------ Extract provided

Transit overlords in New York - revealing the universal and sometimes endearing transit-engineer impulse to treat people like freight - are preparing to test a low-tech way to jam more passengers onto packed rush-hour subway trains: Lose the seats.

According to local media reports, New York plans to test a subway train with flip-up seats in four of its 10 cars. The seats would be locked upright in rush hour, allowing 18 per cent more passengers to fit inside, mingling rather intimately.

With ridership rising, the move is meant to allow a boost to the system's capacity that could only otherwise be achieved by the installation of new multimillion-dollar signalling systems - the kind earmarked for Toronto's packed Yonge subway line in coming years - which allow for computer-controlled trains to be run more closely together than now possible.

Imagine, in the meantime, the boost to the efficiency of the increasingly crowded TTC subway if just a couple of cars on each six-car train had seats that disappeared in rush hour, creating a standing-room-only ride for some, but leaving the rest of the train for those who really need to sit down. If you are going to be standing anyway, it might be more tolerable without all of those seats, and the lucky people sitting in them, just getting in your way.

------------

Task requirements:
1 > Please pull from the subway seating article the passage starting at "With ridership rising, the" and ending at "in your way.".
2 > In the subway seating article, how many cars of the New York test train would have flip-up seats?
3 > Write what comes next in the subway seating article, picking up after its final sentence.

------ Record extracts

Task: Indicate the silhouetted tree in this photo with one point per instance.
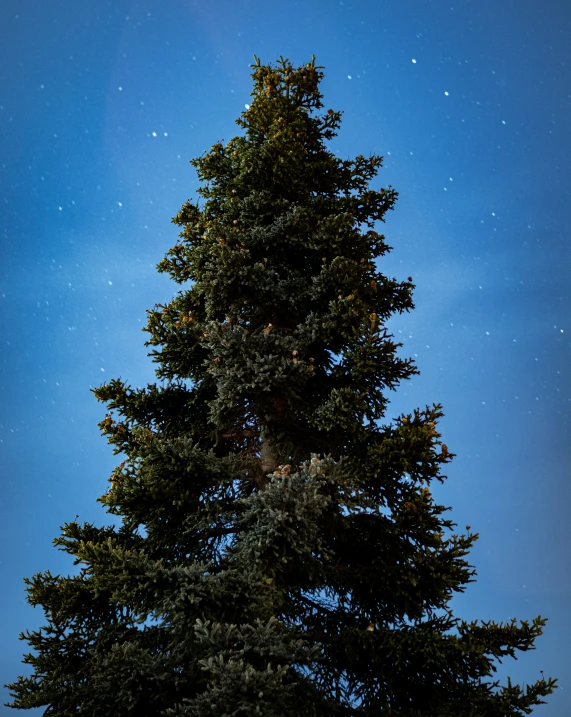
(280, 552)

------------
------ Record extracts

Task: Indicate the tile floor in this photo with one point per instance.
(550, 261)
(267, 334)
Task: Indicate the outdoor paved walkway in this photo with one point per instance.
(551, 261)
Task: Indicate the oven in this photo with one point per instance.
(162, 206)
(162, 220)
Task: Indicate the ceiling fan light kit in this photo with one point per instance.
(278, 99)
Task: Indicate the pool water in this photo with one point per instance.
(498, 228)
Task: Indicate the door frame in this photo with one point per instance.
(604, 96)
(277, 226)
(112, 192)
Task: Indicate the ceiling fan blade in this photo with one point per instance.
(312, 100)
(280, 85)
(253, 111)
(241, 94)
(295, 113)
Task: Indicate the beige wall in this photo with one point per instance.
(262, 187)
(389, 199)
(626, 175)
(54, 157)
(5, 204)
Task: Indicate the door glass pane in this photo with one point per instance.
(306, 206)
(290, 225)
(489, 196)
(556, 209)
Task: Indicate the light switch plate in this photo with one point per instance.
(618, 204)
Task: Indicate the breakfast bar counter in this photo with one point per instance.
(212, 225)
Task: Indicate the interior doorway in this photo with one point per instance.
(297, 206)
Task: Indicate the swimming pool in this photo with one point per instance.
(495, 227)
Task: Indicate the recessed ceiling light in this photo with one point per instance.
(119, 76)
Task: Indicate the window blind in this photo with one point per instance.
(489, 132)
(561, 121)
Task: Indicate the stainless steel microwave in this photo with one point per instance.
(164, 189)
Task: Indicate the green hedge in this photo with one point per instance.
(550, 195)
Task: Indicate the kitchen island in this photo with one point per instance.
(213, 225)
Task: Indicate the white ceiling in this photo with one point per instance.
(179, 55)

------------

Expected responses:
1 >
With ridership rising, the move is meant to allow a boost to the system's capacity that could only otherwise be achieved by the installation of new multimillion-dollar signalling systems - the kind earmarked for Toronto's packed Yonge subway line in coming years - which allow for computer-controlled trains to be run more closely together than now possible.

Imagine, in the meantime, the boost to the efficiency of the increasingly crowded TTC subway if just a couple of cars on each six-car train had seats that disappeared in rush hour, creating a standing-room-only ride for some, but leaving the rest of the train for those who really need to sit down. If you are going to be standing anyway, it might be more tolerable without all of those seats, and the lucky people sitting in them, just getting in your way.

2 > Four of its 10 cars.

3 >
The Toronto Transit Commission has proven surprisingly resistant to suggestions it should stopping coddling passengers who insist on sitting down. In 2006, its commissioners overrode pleas from the agency's engineers to install "perimeter seating" in the next generation of subway cars. This is a layout common in Europe and Asia that would allow for more stand-up types and easier movement with seats set along each wall, instead of the TTC's current, obstructive "conversation nook" arrangement.

Then-TTC-chair Howard Moscoe derided the idea, saying it would turn the city's subway trains into "cattle cars."

It seems obvious that public transit, in a growing city that is supposed to be getting much denser and less car-dependent in the coming years, is simply going to get more and more crowded. We are going to have to get over some of our hang-ups about personal space, as have subway riders in other major cities. Think of it as a tax break: The more people you cram into an existing subway, the less governments have to spend on new public transit.

While he wouldn't endorse New York's seat-lockup idea, Adam Giambrone, the city councillor who chairs the TTC, did point out that when the new subway cars - called Toronto Rockets - start arriving at the end of next year, they will be equipped with seats that fold up when they are not being used. (The new subway cars will also allow passenger to walk from car to car while the train is moving, which the TTC says will ease crowding.)

It is hard to imagine the TTC ever having the gall to bolt the seats up in rush hour as New York is proposing. Instead, Toronto's approach, Mr. Giambrone said, will preserve an element of customer choice, allowing the pressure of group behaviour to govern who sits and who stands.

Mr. Giambrone said that passengers on other systems with similar flip-up seats that he has ridden, such as in Paris, intuitively understand that when the subway car is really crowded, it is time to stand. Unless, of course, you are in one of those categories of passengers that really needs a seat.

"People are really good about it," Mr. Giambrone said. "People get it."

Dr. Gridlock appears Mondays.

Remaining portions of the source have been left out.